===== PASSAGE FOR REVIEW =====

No, they decided that 'Birmingham was losing high achieving applicants to institutions perceived as being better quality universities; Nottingham, Warwick and, increasingly, Manchester' and that 'In order to maintain our competitive position against such universities we needed to communicate much more clearly the University's key values, values which differentiate Birmingham from all of its competitors. The new brand allows us to do this.'

What a parochial view of what it means to be a world class university! (Also manifested in all the UoB web pages and printed documents that fail to use the international telephone number format, e.g. http://www.newscentre.bham.ac.uk/office.htm).

What utter rubbish it is to claim that we have 'key values' that differ from those of other excellent universities both in this country and abroad. Even worse is the assumption that we can express those key values through changes of lettering, colouring and use of a crest! If I had children of school leaving age I would now be telling them to ignore universities that waste money on that kind of marketing instead of telling us what they teach, how they teach it, why they teach it, and above all what opportunities they provide for students both to learn and to develop as people.

I am embarrassed that my university claims to have different key high level values from universities where many of my colleagues, friends and collaborators work, instead of pointing out that while we have the same values, and share many ideas, goals and even many of the things we teach we also differ in some of the things we know and can do, and some of the things we are currently investigating, and some of the things we teach and ways we teach. We are also in a different city, that may suit some people better than other cities.

Were the Vice Chancellor and his senior academic colleagues asleep while all this was being done by 'marketing experts' ? Or were the academics too modest, thinking: 'they are the professionals, so they must be right, even if we disagree'? Or have they had their brains damaged by too much involvement in management, administration and attempts to communicate with a government obsessed with shallow ideas of modernisation and competition?

THE ACADEMIC/NON-ACADEMIC DIVIDE
I think we are seeing an example of something I've noticed several times. If academics leave important decisions entirely to people who are not themselves immersed in the realities of research and teaching and who are not mainly motivated by the goals of producing outstanding research and teaching, things can go badly wrong.

E.g. I discovered about 20 years ago that if you want to enter into a business relationship with another organisation you should never allow lawyers and contracts people to draw up the contract. Instead the people from both sides who are going to do the work and who understand the benefits and risks should work out together, in as much detail as possible, what the terms of the contract should be. THEN that can be handed to the legal officers with a request to check it out and turn it into proper legalese (though you have to make sure that they don't mangle things they don't understand, as publishers' copy editors so often do, and administrators more concerned to cover their backs than to achieve organisational goals sometimes do).

Academics, either out of modesty, or because they feel they really only want to get on with teaching and research too often leave things to non-academics, e.g. deciding policy, selecting non-academic staff, drawing up rules, selecting major infrastructure (e.g. that dreadful banner code system), and marketing. Leaving important decisions to people whose understanding and knowledge is inherently limited by their training, experience, and job-motivation and who will not have to live with the results for much of the rest of their careers is far too risky. (I am not blaming them: they often do the best they can -- given what they know.)

===== EXERCISE DATA =====

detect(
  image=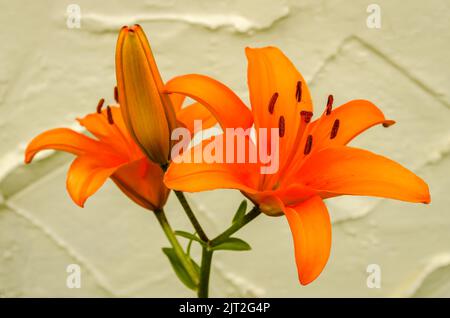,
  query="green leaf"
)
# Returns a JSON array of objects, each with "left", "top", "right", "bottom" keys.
[
  {"left": 211, "top": 237, "right": 252, "bottom": 251},
  {"left": 162, "top": 247, "right": 198, "bottom": 290},
  {"left": 175, "top": 231, "right": 205, "bottom": 245},
  {"left": 232, "top": 200, "right": 247, "bottom": 223}
]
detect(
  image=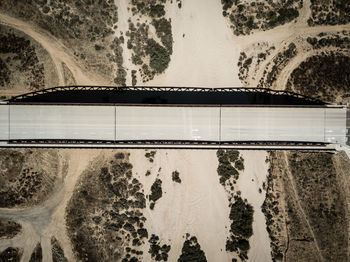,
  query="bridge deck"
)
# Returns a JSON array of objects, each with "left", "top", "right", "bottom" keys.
[{"left": 0, "top": 104, "right": 347, "bottom": 144}]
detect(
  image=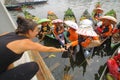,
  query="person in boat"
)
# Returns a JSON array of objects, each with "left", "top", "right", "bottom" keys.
[
  {"left": 52, "top": 19, "right": 65, "bottom": 45},
  {"left": 71, "top": 20, "right": 100, "bottom": 48},
  {"left": 94, "top": 7, "right": 103, "bottom": 21},
  {"left": 93, "top": 2, "right": 103, "bottom": 22},
  {"left": 96, "top": 16, "right": 117, "bottom": 38},
  {"left": 62, "top": 20, "right": 78, "bottom": 58},
  {"left": 107, "top": 49, "right": 120, "bottom": 80},
  {"left": 38, "top": 18, "right": 51, "bottom": 41},
  {"left": 70, "top": 20, "right": 101, "bottom": 57},
  {"left": 0, "top": 16, "right": 66, "bottom": 80},
  {"left": 112, "top": 22, "right": 120, "bottom": 34}
]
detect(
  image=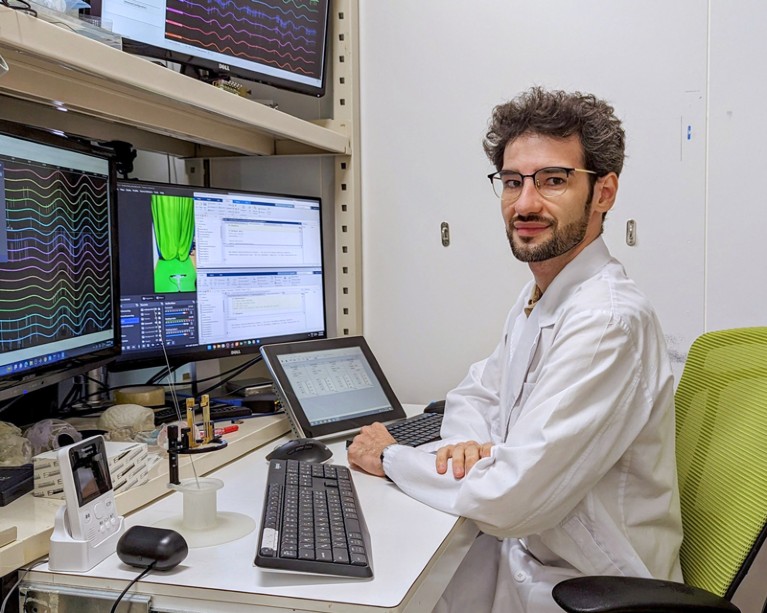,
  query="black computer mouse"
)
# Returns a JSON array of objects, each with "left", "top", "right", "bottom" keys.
[
  {"left": 423, "top": 400, "right": 445, "bottom": 413},
  {"left": 266, "top": 438, "right": 333, "bottom": 462}
]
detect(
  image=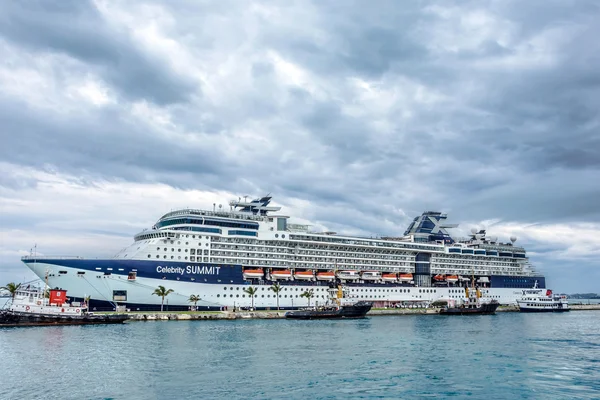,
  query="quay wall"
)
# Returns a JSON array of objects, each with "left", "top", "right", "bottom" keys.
[{"left": 122, "top": 304, "right": 600, "bottom": 321}]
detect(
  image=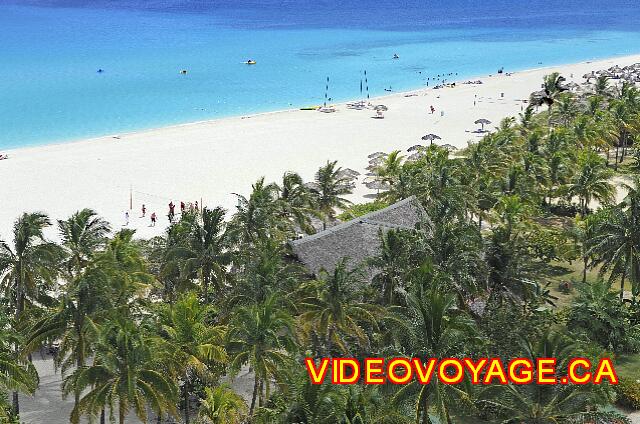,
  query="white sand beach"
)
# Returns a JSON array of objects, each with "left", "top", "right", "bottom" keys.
[{"left": 0, "top": 55, "right": 640, "bottom": 239}]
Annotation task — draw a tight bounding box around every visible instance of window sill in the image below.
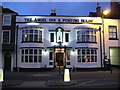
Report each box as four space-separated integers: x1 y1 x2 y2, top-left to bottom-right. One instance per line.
76 42 97 43
109 38 119 40
21 41 43 43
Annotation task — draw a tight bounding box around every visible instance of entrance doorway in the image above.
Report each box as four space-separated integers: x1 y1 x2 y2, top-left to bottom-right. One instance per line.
56 53 64 66
4 53 11 70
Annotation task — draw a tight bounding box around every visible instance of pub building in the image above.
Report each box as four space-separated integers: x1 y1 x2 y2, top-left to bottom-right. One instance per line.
1 1 120 70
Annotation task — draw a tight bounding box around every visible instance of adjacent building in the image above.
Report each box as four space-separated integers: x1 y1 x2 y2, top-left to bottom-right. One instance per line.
1 7 18 71
2 3 120 71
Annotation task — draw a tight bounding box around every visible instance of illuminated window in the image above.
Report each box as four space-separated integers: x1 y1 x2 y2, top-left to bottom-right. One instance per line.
50 33 54 42
21 48 42 63
77 30 96 43
2 30 10 44
77 48 97 63
3 15 11 26
109 26 117 40
22 28 42 43
49 52 53 60
65 33 69 42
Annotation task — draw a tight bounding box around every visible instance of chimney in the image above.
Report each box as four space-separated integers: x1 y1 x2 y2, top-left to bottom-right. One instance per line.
96 2 101 16
50 9 56 16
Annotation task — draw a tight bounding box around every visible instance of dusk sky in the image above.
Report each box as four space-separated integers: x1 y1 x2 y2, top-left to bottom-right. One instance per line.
2 2 110 16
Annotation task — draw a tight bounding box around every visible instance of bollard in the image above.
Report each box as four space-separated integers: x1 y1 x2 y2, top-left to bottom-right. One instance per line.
64 69 70 82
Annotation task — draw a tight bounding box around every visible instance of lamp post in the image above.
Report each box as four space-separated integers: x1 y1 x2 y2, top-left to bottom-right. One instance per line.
101 9 109 67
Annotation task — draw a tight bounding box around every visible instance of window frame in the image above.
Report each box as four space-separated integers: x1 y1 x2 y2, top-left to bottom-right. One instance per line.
3 15 12 26
64 32 70 42
2 30 11 44
21 28 43 43
76 29 97 43
20 48 42 63
108 26 118 40
77 48 98 63
49 32 55 42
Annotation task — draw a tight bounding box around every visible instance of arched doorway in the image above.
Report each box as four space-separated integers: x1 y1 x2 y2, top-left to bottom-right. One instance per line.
4 53 11 70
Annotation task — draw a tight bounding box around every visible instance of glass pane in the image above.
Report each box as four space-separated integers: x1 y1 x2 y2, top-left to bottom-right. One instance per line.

=====

ACTIONS TO TAKE:
• 1. Translate this sentence from the commentary on the university's rebranding into Spanish: "What a parochial view of what it means to be a world class university!"
• 2. Write the next paragraph of the commentary on the university's rebranding, following on from its final sentence.
The records were taken from a separate source.

ANSWERS BY ITEM NUMBER:
• 1. ¡Qué visión tan provinciana de lo que significa ser una universidad de categoría mundial!

• 2.
So I strongly recommend colleagues to take opportunities to get onto university committees and panels and to press for academic involvement in all important levels of decision making (as we did, for example, in the planning of this building, which prevented many serious mistakes).

That's an important way of learning how things work, and gaining the expertise and experience that will help you later, as Head of School, or Dean, or pro Vice chancellor, or member of a high level committee to make wise decisions. maybe even as vice chancellor of some university some day.

If you don't gain that experience you too will make serious mistakes. You'll make some anyway. But be prepared to learn from them.

Unfortunately the opportunities for academics to gain such experience and influence decision-making in universities like this have been seriously reduced in the name of 'efficiency' in the last 15 years.

Of course there are non-academic support staff and administrative staff who either through natural talent, or learning from years of service, or highly creative imaginations, manage to understand the important issues and provide wonderful service in supporting teaching and research -- and we all know examples close to home (I won't embarrass them by naming them).

But you can't assume that all, or even the majority, will be like that, especially if their selection has been left to non-academics (who, with the best will in the world, will not necessarily appreciate some of the relevant differences between candidates whose work will engage closely with academic activities) and their day to day management and professional loyalties and ambitions are not concerned with the requirements of excellent teaching and research.

If you leave things to others because you are too busy or don't believe you have the right expertise, then you can be sure you will regret it later: not because the others are wicked or stupid, but because it is just not possible for them to understand 'from outside' in the required depth, what teaching and research are really all about and what the prospects and dangers are. You have to work closely with them to inculcate that understanding and help to nourish loyalty to academic objectives and standards rather than other loyalties that will pull non-academic colleagues in other directions.

E.g. the methods of marketing research are inherently aimed at selling things, not at achieving outstanding teaching, learning and research via means that include selling things. And if you simply try to maximise selling, you can easily undermine what you are trying to sell.

In any case, the methods of market research are very unreliable as many companies and political parties have learnt. The results should never be allowed to outweigh academic judgement.

The people concerned with marketing the university probably don't understand how much of our marketing has to be aimed not just at potential UK undergraduates available to fill in questionnaires or join focus groups etc. but also at potential lecturers, research fellows, PhD students, collaborators, funders, and students, all round the world. Just because 'experts' can use jargon like 'we consulted with a wide variety of stakeholders' it does not follow that they have a deep understanding of who those 'stakeholders' are, how diverse they are, what their motivations are. For something as complex as a university, including teaching and research in topics as diverse as music, theology, astrophysics, medicine, law, politics, philosophy, .... needing to attract undergraduates, MSc students, PhD students, academic staff, research staff, technicians, clerical staff, administrative, staff, the notion that a typical piece of market research can justify a shallow re-branding exercise relating to all 'stakeholders' is very naive.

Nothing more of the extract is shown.